- _TEXT BLOCK_

[START]

Congrats, now you have successfully installed ANSYS Workbench!

 

Adapt the ANSYS Fluent mpi_wrapper

Now that your HPC cluster is running and that ANSYS Workbench is installed, you can patch ANSYS Fluent. ANSYS Fluent does not currently support EFA out-of-the-box, so, you need to make a few modifications to get your app running properly.

 

Complete the following steps to make the proper modifications:

 

Open mpirun.fl (an MPI wrapper script) with your preferred text editor:

vim /fsx/ansys_inc/v195/fluent/fluent19.5.0/multiport/mpi_wrapper/bin/mpirun.fl 

 

Comment this line 465:

# For better performance, suggested by Intel
FS_MPIRUN_FLAGS="$FS_MPIRUN_FLAGS -genv I_MPI_ADJUST_REDUCE 2 -genv I_MPI_ADJUST_ALLREDUCE 2 -genv I_MPI_ADJUST_BCAST 1"

 

In addition to that, line 548:

FS_MPIRUN_FLAGS="$FS_MPIRUN_FLAGS -genv LD_PRELOAD $INTEL_ROOT/lib/libmpi_mt.so"

should be modified as follows:

FS_MPIRUN_FLAGS="$FS_MPIRUN_FLAGS -genv LD_PRELOAD $INTEL_ROOT/lib/release_mt/libmpi.so"

[END]

- _GIVEN INSTRUCTION_
Answer these questions using the text on patching ANSYS Fluent.
1. What does ANSYS Fluent not currently support out-of-the-box?
2. Which line number of mpirun.fl is to be commented?
3. What library path does line 548 use after the modification?

- _SUPPLIED RECORDS_
[START]

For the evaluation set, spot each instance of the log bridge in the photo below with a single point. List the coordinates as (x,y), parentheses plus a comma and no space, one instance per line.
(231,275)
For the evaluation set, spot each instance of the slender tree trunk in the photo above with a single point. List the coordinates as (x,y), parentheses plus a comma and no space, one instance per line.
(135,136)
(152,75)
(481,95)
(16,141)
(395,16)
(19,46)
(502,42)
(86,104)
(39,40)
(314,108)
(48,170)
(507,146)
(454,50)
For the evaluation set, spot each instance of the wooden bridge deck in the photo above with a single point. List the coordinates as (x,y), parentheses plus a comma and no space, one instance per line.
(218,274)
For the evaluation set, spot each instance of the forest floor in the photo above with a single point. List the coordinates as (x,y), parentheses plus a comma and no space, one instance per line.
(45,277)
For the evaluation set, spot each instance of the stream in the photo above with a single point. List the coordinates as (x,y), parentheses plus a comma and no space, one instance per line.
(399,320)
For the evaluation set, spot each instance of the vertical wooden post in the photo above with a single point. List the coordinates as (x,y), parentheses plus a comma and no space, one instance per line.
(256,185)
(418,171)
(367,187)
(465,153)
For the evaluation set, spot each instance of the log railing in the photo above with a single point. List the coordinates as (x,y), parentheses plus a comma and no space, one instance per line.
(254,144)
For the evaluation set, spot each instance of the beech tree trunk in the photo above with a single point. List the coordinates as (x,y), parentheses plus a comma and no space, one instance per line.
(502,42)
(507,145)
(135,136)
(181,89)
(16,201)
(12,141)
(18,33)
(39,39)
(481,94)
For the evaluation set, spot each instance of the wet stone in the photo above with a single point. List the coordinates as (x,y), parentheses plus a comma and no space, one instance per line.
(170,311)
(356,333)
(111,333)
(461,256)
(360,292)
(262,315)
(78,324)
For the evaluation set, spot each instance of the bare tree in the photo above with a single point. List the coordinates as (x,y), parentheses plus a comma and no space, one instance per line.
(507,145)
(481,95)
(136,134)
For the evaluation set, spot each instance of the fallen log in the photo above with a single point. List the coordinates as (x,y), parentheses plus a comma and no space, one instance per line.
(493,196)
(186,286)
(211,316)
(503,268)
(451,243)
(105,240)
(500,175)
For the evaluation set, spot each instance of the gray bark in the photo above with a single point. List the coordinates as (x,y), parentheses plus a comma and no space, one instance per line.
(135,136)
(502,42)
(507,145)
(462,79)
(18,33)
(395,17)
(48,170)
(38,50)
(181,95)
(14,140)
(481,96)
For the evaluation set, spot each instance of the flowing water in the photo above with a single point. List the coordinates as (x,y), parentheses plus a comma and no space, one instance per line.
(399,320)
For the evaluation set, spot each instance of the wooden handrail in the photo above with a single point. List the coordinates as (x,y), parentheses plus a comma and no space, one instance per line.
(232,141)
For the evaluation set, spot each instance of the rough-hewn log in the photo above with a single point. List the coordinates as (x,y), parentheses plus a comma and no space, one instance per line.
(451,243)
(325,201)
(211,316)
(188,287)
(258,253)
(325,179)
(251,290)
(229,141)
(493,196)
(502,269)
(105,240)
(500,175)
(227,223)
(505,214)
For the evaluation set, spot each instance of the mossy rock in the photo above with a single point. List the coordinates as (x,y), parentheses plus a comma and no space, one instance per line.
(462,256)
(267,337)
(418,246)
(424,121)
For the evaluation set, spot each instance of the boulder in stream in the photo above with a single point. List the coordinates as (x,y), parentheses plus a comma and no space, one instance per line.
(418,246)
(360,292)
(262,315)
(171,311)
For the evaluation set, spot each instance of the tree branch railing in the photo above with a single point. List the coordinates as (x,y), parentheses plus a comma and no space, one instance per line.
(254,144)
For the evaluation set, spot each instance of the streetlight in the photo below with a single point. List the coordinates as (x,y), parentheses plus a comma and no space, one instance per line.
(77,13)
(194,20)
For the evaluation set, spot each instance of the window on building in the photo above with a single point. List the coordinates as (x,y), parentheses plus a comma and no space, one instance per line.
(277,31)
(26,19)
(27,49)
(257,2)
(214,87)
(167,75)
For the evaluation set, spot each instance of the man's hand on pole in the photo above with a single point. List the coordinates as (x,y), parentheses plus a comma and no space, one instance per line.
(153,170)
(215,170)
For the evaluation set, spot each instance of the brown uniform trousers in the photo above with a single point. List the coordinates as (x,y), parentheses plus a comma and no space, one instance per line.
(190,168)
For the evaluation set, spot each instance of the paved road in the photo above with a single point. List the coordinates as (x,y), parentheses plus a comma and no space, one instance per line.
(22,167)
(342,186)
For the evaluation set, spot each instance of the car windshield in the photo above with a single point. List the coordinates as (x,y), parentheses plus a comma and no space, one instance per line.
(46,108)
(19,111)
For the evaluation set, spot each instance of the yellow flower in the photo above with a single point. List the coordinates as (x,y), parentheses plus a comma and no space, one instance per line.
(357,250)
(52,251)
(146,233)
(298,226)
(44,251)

[END]

- _PROBLEM SOLUTION_
1. EFA
2. Line 465
3. $INTEL_ROOT/lib/release_mt/libmpi.so